[[ DATA FOR THIS TASK open ]]

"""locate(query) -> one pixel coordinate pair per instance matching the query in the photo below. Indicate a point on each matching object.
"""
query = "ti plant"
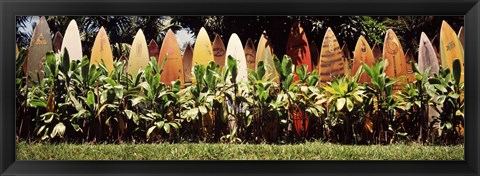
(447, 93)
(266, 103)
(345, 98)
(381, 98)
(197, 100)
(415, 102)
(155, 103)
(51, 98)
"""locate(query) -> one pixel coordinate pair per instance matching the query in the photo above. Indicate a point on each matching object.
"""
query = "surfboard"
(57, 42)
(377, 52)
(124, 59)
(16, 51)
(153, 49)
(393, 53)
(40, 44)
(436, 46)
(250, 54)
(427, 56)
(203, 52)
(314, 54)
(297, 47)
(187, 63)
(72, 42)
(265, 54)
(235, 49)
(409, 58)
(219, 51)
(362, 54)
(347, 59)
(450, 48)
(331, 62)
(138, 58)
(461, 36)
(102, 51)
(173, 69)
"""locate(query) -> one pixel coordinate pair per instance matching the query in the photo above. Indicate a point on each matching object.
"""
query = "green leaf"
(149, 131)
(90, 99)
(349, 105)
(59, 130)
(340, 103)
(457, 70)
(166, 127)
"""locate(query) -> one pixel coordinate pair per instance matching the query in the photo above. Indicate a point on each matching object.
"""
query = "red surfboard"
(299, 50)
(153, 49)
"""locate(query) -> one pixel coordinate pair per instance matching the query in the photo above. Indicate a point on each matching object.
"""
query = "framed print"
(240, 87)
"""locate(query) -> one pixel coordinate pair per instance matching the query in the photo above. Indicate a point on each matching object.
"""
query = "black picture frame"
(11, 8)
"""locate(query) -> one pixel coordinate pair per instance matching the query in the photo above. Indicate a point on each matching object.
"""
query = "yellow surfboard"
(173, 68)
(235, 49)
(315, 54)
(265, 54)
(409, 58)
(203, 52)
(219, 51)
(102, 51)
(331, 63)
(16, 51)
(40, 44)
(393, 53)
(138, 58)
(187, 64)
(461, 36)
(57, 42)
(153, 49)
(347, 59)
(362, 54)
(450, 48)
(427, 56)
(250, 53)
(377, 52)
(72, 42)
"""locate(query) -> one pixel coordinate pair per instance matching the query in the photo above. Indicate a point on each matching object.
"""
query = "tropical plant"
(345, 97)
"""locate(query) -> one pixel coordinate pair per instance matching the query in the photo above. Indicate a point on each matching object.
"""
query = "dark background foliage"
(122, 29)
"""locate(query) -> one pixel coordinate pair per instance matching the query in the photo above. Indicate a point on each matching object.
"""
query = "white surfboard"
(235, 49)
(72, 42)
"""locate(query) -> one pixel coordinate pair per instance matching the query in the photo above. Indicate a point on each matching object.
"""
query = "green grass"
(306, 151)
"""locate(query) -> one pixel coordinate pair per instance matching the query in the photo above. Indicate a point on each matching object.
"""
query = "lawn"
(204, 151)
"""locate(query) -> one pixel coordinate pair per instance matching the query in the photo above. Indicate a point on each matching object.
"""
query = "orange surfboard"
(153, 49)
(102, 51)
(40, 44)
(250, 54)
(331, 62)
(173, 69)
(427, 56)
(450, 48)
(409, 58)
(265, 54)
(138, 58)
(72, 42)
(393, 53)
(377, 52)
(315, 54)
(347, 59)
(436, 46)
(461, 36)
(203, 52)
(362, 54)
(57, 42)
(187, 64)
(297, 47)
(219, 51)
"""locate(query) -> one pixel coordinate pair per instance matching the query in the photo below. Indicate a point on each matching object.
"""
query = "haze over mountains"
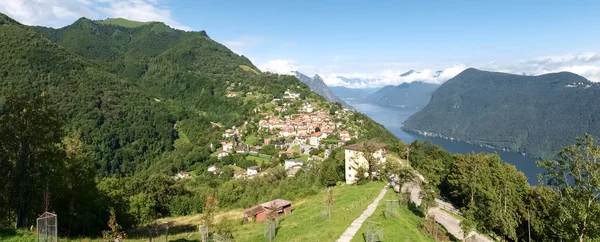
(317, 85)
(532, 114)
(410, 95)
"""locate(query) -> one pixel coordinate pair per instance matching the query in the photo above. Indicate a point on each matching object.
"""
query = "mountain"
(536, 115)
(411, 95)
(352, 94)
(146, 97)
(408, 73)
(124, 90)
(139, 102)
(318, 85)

[[ DATA FOR THIS TASK closed ]]

- TASK INSTRUCTIONS: Every line of the data should be copied as it stands, without the images.

- WORKED SOLUTION:
"""locate(query) -> one pixel coordinate pair per instance matching the query in the photo below. Indicate a point on each matching object.
"""
query = "ti plant"
(447, 93)
(266, 103)
(345, 98)
(381, 98)
(197, 100)
(415, 102)
(155, 103)
(51, 98)
"""locate(query) -> one pixel coordinate pair per instance matching the query in the photo above. Indicate a point on each matching object.
"""
query = "surfboard"
(57, 42)
(377, 52)
(124, 59)
(16, 51)
(153, 49)
(393, 53)
(40, 44)
(436, 46)
(250, 54)
(427, 56)
(203, 52)
(314, 54)
(297, 47)
(187, 63)
(72, 42)
(265, 54)
(235, 49)
(409, 58)
(219, 51)
(362, 54)
(347, 59)
(450, 48)
(331, 62)
(138, 58)
(461, 36)
(102, 51)
(173, 69)
"""locate(query) -> one pixel coordinate pair per instance matching the query in the photo above. Indicate a point on each matching object.
"""
query = "green leaf"
(149, 131)
(90, 99)
(349, 105)
(59, 130)
(340, 103)
(457, 70)
(166, 127)
"""locate(query) -> one pixel coordinate pair per instance matching the query in the photo above. Indicate a point on each matching object.
"""
query = "red surfboard"
(299, 50)
(153, 49)
"""locate(query) -> one pixel coordinate pair per instance matching the query in the photo above. Indicate a point on each matching object.
"""
query = "framed print"
(240, 87)
"""locate(query) -> one pixel coordinate pair per instance matching the query in the photo above. Indicate a point on each matching object.
"""
query = "black picture frame"
(11, 8)
"""locate(query) -> one pixel coordinate pair per instance matching the query in the photo above. Indicate a point on each matching object.
"""
query = "yellow surfboard"
(173, 68)
(235, 49)
(315, 54)
(265, 54)
(409, 58)
(203, 52)
(219, 51)
(102, 51)
(331, 63)
(16, 51)
(40, 44)
(393, 53)
(138, 58)
(187, 64)
(461, 36)
(57, 42)
(153, 49)
(347, 59)
(362, 54)
(450, 48)
(427, 56)
(250, 53)
(377, 52)
(72, 42)
"""locate(query) -> one pixel coordinate pair per instance matching the query in the photo above. Indicate a point on each matching object.
"""
query = "tropical plant"
(345, 97)
"""locate(query) -> one pixel coordinate pair per instance matching the query in the photo above. Indicate a point on each matching object.
"""
query = "dark background foliage"
(122, 29)
"""locate(query) -> one pixel coordinate pair per instance matching the query in the photo above. Indicate a point on each matching object.
"""
query = "white surfboard"
(235, 49)
(72, 42)
"""locate(query) -> one pixel coordinate pair per instance matching the query in the photo above. Indicate a point on each matching object.
"""
query = "green grass"
(306, 151)
"""locate(query) -> one pixel coordinate pair per instance matching the query in the photo above. Indicate a point on each matching object.
"""
query = "lawn"
(204, 151)
"""locate(query) -> one pixel coordinate pair per instance matching the query in the photo above. Indicate a point on each matching object.
"""
query = "orange surfboard"
(153, 49)
(102, 51)
(40, 44)
(250, 54)
(331, 62)
(173, 69)
(427, 56)
(450, 48)
(409, 58)
(265, 54)
(138, 58)
(72, 42)
(393, 53)
(377, 52)
(315, 54)
(347, 59)
(436, 46)
(461, 36)
(203, 52)
(362, 54)
(57, 42)
(187, 64)
(297, 47)
(219, 51)
"""locate(query) -> one pixel coordinate pair per instance matching the query in the photo below. Indicate a point on each matching object.
"""
query = "haze over mountains"
(317, 85)
(532, 114)
(410, 95)
"""locate(query) -> one pixel coordinate pair per instance matching the query in the photo above. Indicate a point on each matching object.
"""
query = "mountain"
(536, 115)
(411, 95)
(352, 94)
(146, 97)
(408, 73)
(124, 90)
(139, 102)
(318, 85)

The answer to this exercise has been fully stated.